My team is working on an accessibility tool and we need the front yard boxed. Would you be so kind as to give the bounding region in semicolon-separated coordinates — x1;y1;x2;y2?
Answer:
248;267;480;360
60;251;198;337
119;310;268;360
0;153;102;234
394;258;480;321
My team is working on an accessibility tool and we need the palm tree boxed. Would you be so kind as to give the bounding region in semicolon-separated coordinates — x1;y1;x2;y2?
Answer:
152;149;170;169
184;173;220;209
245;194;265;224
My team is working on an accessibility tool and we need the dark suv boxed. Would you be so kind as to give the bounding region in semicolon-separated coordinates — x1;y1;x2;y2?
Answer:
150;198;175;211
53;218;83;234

----

- [WHAT YOU ARE ASKED TO DO]
Starting at the line that contains "need the dark" and ending at the last line of the items, rewrite those lines with "dark suv" swapped for "black suv" and nothing else changed.

- [TASK SOLUTION]
My team is working on an accessibility tool and we need the black suv boxed. Would you be so kind as to give the bounding region in semicolon-separated coordinates — x1;y1;x2;y2?
Answer:
150;198;175;211
53;218;83;234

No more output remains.